* DOCUMENT EXCERPT
Bacteria play a role in cloud formation, researchers report.
Meteorologists have known for almost 50 years that the proverbial flapping of a butterfly’s wings can trigger a hurricane in a completely different location.
The chaos theorist Edward Norton Lorenz coined the term “butterfly effect” in 1972 to describe the understanding that minimal changes in initial conditions can have a large effect on the later development of dynamic systems.
Results from the new research suggest that, in the future, meteorologists will have to pay attention not only to butterflies but also, and above all, to bacteria living in oceans.
“We have shown the circumstances under which these bacteria release a gas that plays a central role in the formation of clouds,” says Roman Stocker of the the Institute of Environmental Engineering at ETH Zurich.
In their work in Nature Communications, the researchers looked at the microorganisms that feed on the metabolic products of marine phytoplankton. This term encompasses a wide variety of microscopic algae that together perform more photosynthesis than all plants. That means the true lungs of the Earth are not the forests, but the oceans: they produce about half the oxygen in the Earth’s atmosphere. Each year the phytoplankton also produce over 1.1 billion tons of a substance called dimethylsulphoniopropionate, or DMSP for short.
“DMSP satisfies 95% of marine bacteria’s sulphur demand and 15% of bacterial carbon demand,” says lead author Cherry Gao, a doctoral student in Stocker’s group.
To convert DMSP into biomass, the bacteria have two different metabolic pathways: if they demethylate it, they use both the sulphur and the carbon; if, however, they cleave it into several small molecules, they use only the carbon—while the sulphur escapes into the atmosphere in the form of dimethyl sulphide (DMS).

(Spatial localization data)

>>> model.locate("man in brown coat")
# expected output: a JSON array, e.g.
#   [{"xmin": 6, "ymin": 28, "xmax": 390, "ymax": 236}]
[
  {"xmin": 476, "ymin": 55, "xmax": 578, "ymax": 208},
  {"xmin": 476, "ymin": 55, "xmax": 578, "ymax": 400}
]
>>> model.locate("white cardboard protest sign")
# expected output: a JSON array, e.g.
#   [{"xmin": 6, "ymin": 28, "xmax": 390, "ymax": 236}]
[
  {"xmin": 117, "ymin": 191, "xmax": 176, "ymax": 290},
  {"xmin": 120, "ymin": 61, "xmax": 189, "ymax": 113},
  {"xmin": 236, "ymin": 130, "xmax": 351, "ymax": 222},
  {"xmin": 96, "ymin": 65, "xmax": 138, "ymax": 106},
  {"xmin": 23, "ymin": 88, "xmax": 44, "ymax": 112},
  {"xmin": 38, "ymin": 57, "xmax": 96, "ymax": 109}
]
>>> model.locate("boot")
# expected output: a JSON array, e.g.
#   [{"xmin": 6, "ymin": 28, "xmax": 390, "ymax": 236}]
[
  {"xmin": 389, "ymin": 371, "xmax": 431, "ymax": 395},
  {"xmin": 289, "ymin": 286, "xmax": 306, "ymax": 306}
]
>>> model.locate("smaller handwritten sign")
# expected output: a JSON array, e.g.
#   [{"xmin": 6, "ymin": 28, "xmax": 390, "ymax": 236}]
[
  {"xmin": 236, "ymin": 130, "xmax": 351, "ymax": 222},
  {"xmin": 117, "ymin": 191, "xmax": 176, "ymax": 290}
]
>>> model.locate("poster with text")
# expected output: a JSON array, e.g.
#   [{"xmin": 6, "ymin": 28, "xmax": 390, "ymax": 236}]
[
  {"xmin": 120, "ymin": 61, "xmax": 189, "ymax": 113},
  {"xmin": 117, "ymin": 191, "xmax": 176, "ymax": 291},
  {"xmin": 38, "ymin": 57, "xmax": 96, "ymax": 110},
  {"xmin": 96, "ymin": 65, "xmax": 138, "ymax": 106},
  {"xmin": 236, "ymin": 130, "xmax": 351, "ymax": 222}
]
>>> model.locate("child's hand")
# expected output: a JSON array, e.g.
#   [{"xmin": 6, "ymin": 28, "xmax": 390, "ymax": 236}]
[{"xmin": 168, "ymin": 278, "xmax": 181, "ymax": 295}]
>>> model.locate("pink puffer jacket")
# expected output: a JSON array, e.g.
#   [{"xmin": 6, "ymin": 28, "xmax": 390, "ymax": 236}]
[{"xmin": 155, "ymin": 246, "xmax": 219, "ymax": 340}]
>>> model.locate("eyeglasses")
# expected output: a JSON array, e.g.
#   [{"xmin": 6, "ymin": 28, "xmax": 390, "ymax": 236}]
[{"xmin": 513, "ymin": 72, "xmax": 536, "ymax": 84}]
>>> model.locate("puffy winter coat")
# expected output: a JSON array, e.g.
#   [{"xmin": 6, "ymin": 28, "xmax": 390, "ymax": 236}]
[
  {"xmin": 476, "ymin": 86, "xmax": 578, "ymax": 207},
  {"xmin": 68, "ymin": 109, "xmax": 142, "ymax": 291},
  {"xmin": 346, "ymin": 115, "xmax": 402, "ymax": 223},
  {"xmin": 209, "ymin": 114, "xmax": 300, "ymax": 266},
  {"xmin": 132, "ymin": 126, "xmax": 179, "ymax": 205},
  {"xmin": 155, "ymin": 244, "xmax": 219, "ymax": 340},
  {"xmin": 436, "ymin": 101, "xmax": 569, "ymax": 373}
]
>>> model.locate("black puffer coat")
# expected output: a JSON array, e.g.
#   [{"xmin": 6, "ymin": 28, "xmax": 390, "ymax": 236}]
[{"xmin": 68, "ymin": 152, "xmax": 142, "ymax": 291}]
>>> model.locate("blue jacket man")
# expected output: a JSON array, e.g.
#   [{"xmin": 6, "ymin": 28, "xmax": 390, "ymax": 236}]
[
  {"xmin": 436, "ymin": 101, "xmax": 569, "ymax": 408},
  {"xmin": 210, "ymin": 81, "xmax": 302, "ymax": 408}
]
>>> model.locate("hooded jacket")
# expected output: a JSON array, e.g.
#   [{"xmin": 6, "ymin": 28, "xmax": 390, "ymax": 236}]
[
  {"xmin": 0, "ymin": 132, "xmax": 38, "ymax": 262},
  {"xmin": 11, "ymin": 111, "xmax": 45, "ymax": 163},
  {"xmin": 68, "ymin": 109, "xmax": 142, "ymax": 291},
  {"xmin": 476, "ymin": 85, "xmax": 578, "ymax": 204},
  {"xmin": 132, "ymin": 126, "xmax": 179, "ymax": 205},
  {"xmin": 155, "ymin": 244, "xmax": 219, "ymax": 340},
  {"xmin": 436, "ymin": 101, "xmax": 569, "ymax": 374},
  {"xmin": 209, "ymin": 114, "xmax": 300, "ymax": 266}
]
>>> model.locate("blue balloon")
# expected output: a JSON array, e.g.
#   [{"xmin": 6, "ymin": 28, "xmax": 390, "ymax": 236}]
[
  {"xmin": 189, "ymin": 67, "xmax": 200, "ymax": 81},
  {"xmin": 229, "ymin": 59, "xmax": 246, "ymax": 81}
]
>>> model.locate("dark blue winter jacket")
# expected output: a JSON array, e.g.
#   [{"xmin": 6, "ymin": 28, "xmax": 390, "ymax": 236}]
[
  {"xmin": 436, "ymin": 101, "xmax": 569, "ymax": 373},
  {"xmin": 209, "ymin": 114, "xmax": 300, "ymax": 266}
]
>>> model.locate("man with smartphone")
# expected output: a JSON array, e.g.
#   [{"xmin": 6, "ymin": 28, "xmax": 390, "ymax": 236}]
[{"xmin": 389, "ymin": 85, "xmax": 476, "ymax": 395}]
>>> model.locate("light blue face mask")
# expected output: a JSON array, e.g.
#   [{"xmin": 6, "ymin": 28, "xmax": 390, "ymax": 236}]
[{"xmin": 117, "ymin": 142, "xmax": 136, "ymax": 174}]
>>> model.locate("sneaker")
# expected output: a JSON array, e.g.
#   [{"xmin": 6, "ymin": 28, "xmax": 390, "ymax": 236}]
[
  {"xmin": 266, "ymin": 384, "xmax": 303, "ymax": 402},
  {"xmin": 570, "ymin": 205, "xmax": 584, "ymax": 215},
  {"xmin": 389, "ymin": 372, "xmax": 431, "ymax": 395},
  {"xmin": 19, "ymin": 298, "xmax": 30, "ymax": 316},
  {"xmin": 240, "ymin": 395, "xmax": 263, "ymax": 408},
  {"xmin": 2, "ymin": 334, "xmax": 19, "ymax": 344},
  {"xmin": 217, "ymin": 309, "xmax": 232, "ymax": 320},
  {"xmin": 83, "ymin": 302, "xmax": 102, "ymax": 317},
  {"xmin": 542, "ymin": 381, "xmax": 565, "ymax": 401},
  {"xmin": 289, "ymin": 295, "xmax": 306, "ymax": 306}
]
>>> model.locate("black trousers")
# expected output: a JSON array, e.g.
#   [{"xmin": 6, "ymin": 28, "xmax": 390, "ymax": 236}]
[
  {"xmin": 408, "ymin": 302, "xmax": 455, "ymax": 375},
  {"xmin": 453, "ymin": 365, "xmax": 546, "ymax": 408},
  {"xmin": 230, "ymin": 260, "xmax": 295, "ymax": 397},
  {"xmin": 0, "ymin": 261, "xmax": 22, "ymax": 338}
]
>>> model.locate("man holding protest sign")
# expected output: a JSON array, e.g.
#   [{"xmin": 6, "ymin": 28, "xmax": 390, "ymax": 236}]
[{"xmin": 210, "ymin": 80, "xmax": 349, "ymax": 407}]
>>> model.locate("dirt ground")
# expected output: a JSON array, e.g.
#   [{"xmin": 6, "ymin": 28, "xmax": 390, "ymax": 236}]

* EXPLORE THE MATERIAL
(a) According to the article on bacteria and cloud formation, how much of the oxygen in Earth's atmosphere do the oceans produce?
(b) Translate this sentence from the article on bacteria and cloud formation into Spanish: "Each year the phytoplankton also produce over 1.1 billion tons of a substance called dimethylsulphoniopropionate, or DMSP for short."
(c) Carry on writing the article on bacteria and cloud formation, starting after its final sentence about the two metabolic pathways.
These rows have no connection to the article on bacteria and cloud formation.

* OUTPUTS FOR THE TASKS
(a) About half.

(b) Cada año, el fitoplancton también produce más de 1.100 millones de toneladas de una sustancia llamada dimetilsulfoniopropionato, o DMSP para abreviar.

(c)
“DMS is what’s responsible for the typical smell of the sea,” Stocker says. In addition, DMS plays a pivotal role in cloud formation as a source of cloud condensation nuclei around which water vapor can condense.
Until now, scientists did not understand what drove the bacteria to opt for one metabolic pathway or the other. Stocker’s research team genetically modified a marine bacterium of the species Ruegeria pomeroyi so that it fluoresced in different colors depending on the biochemical process it used to transform the DMSP. This enabled the researchers to show that at low concentrations of DMSP, the bacteria rely primarily on demethylation—while at high concentrations of a few micromoles per liter (about a quarter of a gallon), the cleavage process dominates.
The average concentration of DMSP in seawater is only a few nanomoles per liter. Under these circumstances, the metabolic pathway of cleavage is of negligible importance; the bacteria use the sulphur for their growth and cloud formation does not take place. “But the average—which is to say the concentration of DMSP found in a large bucket simply dunked into the sea in the conventional measurement method—tells only half the story,” Stocker says: “The other half reveals itself only on closer inspection.”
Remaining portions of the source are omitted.